== Problem to work on ==
Rename "positive clicks" to "foreground clicks" throughout the entries below, and give them back with nothing else changed and the pictures left out.
--- Data for this task Enclosed Below ---
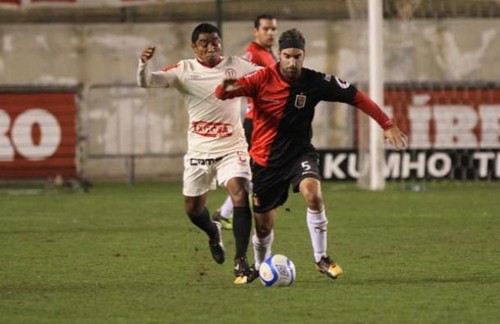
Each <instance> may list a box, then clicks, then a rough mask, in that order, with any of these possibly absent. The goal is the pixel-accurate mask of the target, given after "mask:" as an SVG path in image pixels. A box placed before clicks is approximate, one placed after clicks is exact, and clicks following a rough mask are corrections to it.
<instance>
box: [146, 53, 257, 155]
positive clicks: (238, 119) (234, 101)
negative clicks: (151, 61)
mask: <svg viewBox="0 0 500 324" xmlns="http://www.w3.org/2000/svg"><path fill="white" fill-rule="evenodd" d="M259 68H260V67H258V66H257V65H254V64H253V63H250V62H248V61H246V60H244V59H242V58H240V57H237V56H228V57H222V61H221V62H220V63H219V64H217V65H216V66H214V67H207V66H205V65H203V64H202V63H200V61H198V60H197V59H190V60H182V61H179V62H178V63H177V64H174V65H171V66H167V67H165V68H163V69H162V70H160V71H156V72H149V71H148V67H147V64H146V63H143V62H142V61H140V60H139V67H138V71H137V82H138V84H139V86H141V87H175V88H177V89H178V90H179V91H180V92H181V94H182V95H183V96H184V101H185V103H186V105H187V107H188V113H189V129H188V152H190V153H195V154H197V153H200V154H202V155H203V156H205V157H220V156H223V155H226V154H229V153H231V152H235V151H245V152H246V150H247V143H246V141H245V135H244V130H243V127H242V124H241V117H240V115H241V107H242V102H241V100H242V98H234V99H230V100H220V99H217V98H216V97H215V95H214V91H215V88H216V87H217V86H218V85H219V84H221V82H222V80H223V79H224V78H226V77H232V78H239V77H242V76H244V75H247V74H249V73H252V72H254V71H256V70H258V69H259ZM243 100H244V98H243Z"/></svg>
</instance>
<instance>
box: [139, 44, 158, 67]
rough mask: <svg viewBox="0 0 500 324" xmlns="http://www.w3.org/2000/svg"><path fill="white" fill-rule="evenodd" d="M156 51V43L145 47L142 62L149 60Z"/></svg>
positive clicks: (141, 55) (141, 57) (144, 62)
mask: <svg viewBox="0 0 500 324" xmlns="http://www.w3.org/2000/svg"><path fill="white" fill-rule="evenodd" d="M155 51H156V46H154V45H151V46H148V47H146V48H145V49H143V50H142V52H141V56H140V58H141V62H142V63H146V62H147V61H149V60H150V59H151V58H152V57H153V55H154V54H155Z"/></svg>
--- End of Enclosed Data for this task ---
== Answer space ==
Each <instance> may list a box, then clicks, then a rough mask, in that order, with any of these possibly absent. The goal is the pixel-accurate mask of the target, given after "mask:" as an SVG path in image pixels. A box placed before clicks is approximate, one placed after clicks is exact, and clicks following a rough mask are corrections to it.
<instance>
box: [146, 53, 257, 155]
foreground clicks: (238, 119) (234, 101)
negative clicks: (151, 61)
mask: <svg viewBox="0 0 500 324" xmlns="http://www.w3.org/2000/svg"><path fill="white" fill-rule="evenodd" d="M259 68H260V67H258V66H257V65H254V64H253V63H250V62H248V61H246V60H244V59H242V58H240V57H237V56H228V57H222V61H221V62H220V63H219V64H217V65H216V66H214V67H207V66H205V65H203V64H202V63H200V61H198V60H197V59H190V60H182V61H179V62H178V63H177V64H174V65H171V66H167V67H165V68H163V69H162V70H160V71H156V72H149V71H148V67H147V64H146V63H143V62H142V61H140V60H139V67H138V71H137V82H138V84H139V86H141V87H175V88H177V89H178V90H179V91H180V92H181V94H182V95H183V96H184V101H185V103H186V105H187V107H188V113H189V129H188V152H190V153H195V154H197V153H200V154H202V155H203V156H205V157H220V156H223V155H226V154H229V153H231V152H235V151H245V152H246V150H247V143H246V141H245V135H244V130H243V127H242V124H241V117H240V115H241V107H242V102H241V100H242V98H234V99H230V100H220V99H217V98H216V97H215V95H214V91H215V88H216V87H217V86H218V85H219V84H221V82H222V80H223V79H224V78H226V77H232V78H239V77H242V76H244V75H247V74H249V73H252V72H254V71H256V70H258V69H259ZM243 100H244V98H243Z"/></svg>
</instance>
<instance>
box: [139, 44, 158, 67]
rough mask: <svg viewBox="0 0 500 324" xmlns="http://www.w3.org/2000/svg"><path fill="white" fill-rule="evenodd" d="M156 51V43L145 47L142 62L149 60Z"/></svg>
foreground clicks: (141, 55) (141, 57) (144, 62)
mask: <svg viewBox="0 0 500 324" xmlns="http://www.w3.org/2000/svg"><path fill="white" fill-rule="evenodd" d="M155 51H156V46H154V45H151V46H148V47H146V48H145V49H143V50H142V52H141V56H140V58H141V62H142V63H146V62H147V61H149V60H150V59H151V58H152V57H153V55H154V54H155Z"/></svg>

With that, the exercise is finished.